**Material provided**
/---
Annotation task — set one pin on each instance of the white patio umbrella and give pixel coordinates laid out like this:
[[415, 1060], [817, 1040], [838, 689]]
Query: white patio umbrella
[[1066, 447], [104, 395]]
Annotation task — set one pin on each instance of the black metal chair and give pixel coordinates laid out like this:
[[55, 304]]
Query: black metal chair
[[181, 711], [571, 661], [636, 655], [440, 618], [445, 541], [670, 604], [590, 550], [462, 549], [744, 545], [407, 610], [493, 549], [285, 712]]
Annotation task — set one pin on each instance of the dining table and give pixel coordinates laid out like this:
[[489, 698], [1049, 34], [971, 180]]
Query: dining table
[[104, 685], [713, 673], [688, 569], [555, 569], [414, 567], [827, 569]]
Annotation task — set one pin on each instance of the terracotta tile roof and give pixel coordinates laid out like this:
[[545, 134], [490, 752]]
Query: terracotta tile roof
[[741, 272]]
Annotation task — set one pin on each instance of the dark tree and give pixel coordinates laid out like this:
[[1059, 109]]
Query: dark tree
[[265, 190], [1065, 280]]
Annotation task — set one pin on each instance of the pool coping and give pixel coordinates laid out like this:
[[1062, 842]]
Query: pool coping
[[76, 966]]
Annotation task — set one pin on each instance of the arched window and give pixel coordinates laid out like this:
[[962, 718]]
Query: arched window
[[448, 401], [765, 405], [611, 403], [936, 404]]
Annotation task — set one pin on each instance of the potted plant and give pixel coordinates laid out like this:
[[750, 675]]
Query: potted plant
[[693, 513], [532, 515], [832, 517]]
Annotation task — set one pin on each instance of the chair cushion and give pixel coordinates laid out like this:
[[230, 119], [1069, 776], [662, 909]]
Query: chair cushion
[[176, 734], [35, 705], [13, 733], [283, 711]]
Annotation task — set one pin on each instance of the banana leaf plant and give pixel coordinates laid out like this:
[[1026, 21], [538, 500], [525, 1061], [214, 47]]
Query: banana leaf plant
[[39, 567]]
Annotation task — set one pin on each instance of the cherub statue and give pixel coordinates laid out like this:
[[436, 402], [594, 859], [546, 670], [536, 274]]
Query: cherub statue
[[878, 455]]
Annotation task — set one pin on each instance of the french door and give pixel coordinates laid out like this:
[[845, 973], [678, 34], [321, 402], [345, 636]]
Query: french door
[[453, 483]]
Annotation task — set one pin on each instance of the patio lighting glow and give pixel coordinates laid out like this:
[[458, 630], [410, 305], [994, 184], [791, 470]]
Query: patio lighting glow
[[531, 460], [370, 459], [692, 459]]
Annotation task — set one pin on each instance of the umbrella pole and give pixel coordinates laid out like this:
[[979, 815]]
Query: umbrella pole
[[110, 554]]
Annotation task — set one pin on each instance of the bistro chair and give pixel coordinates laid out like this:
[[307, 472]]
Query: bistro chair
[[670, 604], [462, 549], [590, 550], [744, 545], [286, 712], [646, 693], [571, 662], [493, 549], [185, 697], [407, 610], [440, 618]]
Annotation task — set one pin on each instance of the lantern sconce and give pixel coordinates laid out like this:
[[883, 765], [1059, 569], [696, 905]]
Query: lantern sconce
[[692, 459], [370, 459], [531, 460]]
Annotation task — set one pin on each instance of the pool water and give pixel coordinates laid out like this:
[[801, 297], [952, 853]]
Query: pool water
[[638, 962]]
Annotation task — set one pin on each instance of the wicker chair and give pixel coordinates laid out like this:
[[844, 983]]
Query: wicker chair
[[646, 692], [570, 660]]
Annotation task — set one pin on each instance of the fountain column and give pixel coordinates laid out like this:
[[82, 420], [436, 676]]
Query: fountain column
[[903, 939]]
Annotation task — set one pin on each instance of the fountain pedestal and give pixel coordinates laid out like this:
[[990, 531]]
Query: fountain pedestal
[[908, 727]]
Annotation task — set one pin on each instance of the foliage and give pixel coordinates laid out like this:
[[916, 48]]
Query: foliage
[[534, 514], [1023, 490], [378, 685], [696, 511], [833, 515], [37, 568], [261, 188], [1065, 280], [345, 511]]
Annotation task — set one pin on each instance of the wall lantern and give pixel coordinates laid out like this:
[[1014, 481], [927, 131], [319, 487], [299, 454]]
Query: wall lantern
\---
**What to produce**
Please report every line among the entries that includes "wall".

**Exercise result**
Annotation task — set one pin on each instance of the wall lantern and give pixel coordinates laid out like this:
Query: wall lantern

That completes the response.